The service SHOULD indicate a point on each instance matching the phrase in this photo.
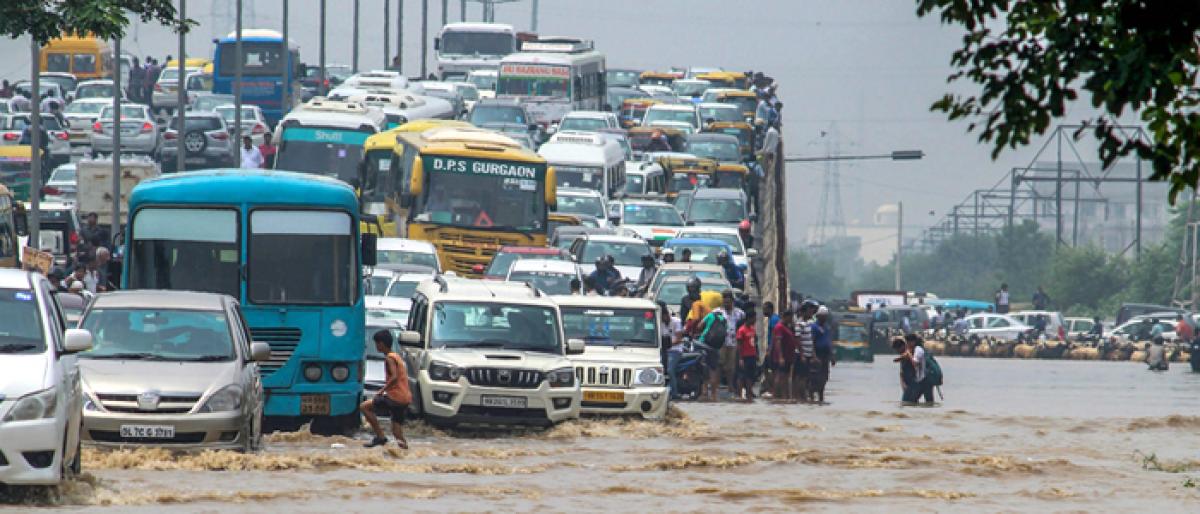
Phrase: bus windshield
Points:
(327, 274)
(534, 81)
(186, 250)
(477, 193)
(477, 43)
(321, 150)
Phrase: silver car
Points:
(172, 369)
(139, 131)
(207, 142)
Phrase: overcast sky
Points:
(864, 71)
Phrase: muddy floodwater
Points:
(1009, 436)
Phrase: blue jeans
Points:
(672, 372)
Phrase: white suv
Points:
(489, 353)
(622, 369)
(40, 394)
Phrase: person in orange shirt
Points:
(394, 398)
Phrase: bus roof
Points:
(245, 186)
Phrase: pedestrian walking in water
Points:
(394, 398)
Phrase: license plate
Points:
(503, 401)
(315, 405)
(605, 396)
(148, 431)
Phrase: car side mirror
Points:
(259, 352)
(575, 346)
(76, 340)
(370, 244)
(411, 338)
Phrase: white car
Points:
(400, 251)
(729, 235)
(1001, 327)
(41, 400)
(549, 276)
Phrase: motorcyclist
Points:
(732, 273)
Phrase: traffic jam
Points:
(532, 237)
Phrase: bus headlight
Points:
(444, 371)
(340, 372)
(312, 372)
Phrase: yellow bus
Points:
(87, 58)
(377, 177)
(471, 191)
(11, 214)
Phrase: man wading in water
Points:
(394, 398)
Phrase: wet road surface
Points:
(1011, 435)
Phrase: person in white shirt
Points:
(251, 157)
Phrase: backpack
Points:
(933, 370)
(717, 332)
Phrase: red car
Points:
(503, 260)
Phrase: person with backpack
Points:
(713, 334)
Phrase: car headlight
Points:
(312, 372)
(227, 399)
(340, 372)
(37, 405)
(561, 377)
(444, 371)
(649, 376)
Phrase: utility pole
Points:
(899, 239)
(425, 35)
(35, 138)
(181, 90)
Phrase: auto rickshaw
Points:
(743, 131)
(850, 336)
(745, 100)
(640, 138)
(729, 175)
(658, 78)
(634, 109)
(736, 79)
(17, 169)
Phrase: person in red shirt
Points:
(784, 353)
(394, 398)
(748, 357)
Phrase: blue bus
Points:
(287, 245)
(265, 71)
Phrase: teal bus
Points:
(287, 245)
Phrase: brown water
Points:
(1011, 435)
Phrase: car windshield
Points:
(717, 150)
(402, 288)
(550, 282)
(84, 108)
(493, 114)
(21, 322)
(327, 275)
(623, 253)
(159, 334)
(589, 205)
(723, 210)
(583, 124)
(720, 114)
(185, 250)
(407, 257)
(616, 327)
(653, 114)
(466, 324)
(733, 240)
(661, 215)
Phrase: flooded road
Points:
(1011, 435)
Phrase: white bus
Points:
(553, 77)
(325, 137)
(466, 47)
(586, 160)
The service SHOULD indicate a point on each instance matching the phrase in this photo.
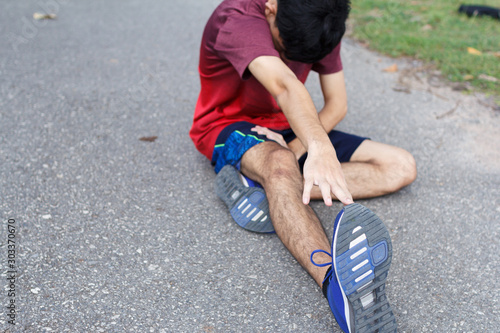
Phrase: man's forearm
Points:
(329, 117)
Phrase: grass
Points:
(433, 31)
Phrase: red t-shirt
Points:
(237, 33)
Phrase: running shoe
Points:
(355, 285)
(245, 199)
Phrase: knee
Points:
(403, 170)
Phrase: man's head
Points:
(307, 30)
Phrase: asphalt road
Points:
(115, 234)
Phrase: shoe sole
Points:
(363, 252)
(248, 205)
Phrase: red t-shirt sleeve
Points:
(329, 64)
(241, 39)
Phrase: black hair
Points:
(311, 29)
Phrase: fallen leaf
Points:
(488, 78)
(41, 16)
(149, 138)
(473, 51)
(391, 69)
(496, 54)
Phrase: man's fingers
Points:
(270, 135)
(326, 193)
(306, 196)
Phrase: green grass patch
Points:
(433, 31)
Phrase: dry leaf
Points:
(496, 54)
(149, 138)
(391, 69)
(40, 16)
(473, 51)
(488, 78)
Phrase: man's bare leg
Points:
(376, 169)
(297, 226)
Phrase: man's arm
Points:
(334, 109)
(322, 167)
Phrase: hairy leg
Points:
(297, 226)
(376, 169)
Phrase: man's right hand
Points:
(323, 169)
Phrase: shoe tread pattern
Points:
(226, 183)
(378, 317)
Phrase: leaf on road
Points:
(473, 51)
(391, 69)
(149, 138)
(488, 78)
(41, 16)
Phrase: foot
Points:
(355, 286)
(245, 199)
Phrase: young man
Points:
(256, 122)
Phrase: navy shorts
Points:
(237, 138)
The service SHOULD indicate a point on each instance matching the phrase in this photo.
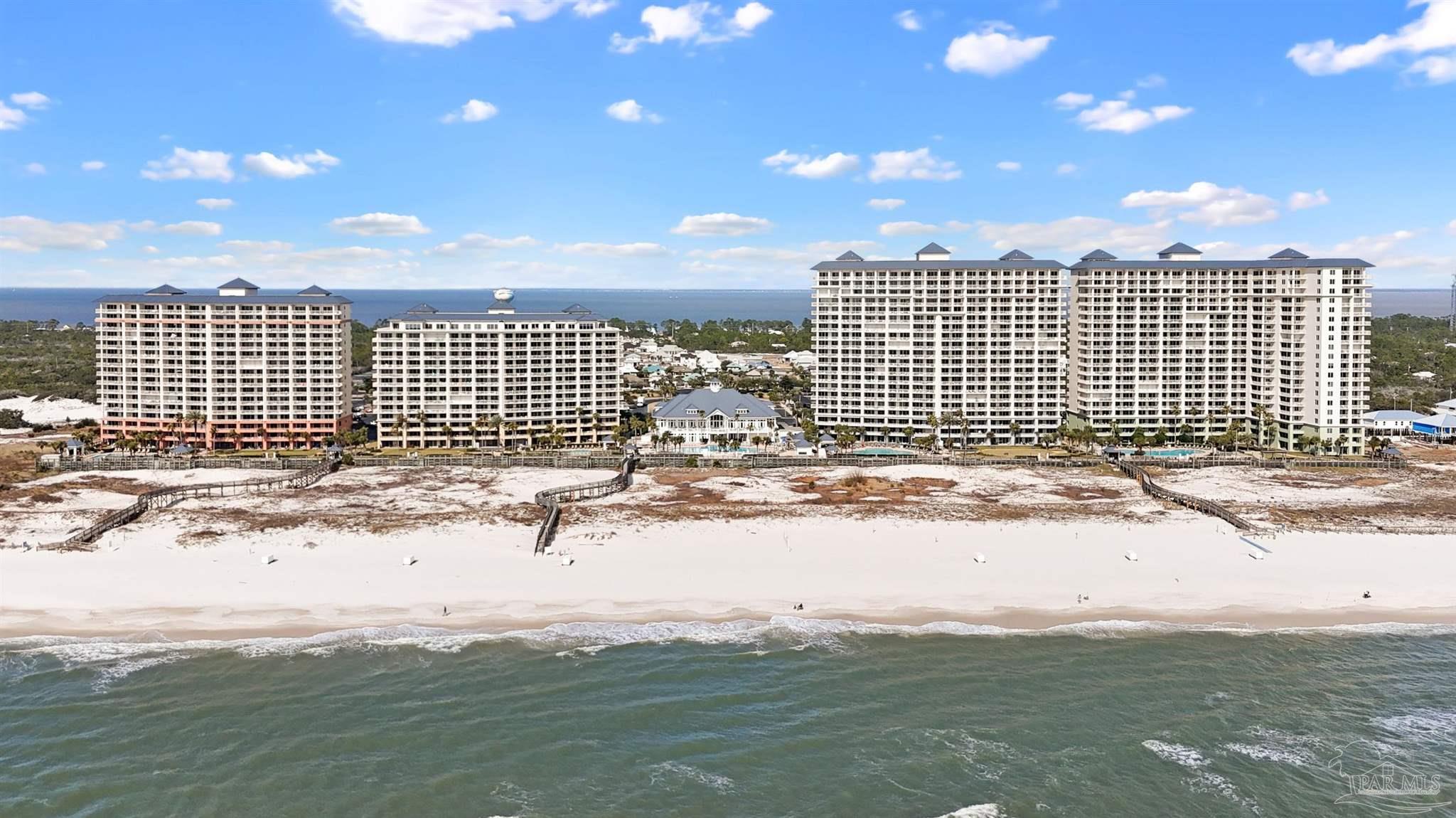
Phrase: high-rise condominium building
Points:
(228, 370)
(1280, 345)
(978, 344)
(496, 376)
****
▸ **Instructions for the task**:
Starting at the line above that holds "Phrase: knee" and ending at the line that holds "Phrase: hairy leg", transcribe each line exactly and include no other lines.

▸ **Response to the task**:
Phrase: knee
Points:
(403, 170)
Phrase: man's head
Points:
(307, 30)
Phrase: asphalt road
Points:
(115, 234)
Phrase: shoe sole
Points:
(363, 252)
(248, 205)
Phrase: red t-shirt sleeve
Points:
(329, 64)
(241, 39)
Phrase: black hair
Points:
(311, 29)
Phrase: fallen leaf
Points:
(488, 78)
(41, 16)
(149, 138)
(473, 51)
(391, 69)
(496, 54)
Phrase: man's fingers
Points:
(270, 135)
(326, 193)
(306, 196)
Phrase: green grass patch
Points:
(433, 31)
Phrase: dry leaf
Points:
(496, 54)
(149, 138)
(391, 69)
(40, 16)
(473, 51)
(488, 78)
Phrase: man's bare leg
Points:
(376, 169)
(297, 226)
Phrase: man's arm
Points:
(334, 109)
(322, 167)
Phrase: hairy leg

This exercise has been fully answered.